* **Raw data**:
--*--
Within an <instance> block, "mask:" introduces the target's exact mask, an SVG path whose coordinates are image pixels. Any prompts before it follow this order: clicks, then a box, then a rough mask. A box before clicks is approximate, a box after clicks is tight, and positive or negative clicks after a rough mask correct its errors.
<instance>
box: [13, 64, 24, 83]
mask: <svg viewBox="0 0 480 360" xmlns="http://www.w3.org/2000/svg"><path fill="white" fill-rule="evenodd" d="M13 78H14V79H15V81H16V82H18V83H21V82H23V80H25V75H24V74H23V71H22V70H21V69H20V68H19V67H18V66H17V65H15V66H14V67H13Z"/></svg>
--*--
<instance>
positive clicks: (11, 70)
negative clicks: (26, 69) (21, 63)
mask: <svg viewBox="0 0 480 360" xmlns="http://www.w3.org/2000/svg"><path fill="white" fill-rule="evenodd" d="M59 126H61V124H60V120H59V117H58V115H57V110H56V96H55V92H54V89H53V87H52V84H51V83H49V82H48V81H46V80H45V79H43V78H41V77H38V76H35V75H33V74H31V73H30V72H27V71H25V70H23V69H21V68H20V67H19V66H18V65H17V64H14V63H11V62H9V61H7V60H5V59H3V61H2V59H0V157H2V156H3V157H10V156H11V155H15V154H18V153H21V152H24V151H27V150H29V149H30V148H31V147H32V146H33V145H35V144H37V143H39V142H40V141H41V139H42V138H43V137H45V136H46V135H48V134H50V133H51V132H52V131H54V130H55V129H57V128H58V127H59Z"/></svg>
--*--
* **Task brief**: Print the stretch of rows from the line containing "Within an <instance>" through the line containing "box: [13, 64, 24, 83]", reproducing them verbatim.

* **Response box**:
Within an <instance> block, "mask:" introduces the target's exact mask, an SVG path whose coordinates are image pixels. Any prompts before it follow this order: clicks, then a box, then a rough mask. A box before clicks is approximate, a box after clicks is tight, and positive or negative clicks after a rough mask correct its errors.
<instance>
box: [13, 64, 24, 83]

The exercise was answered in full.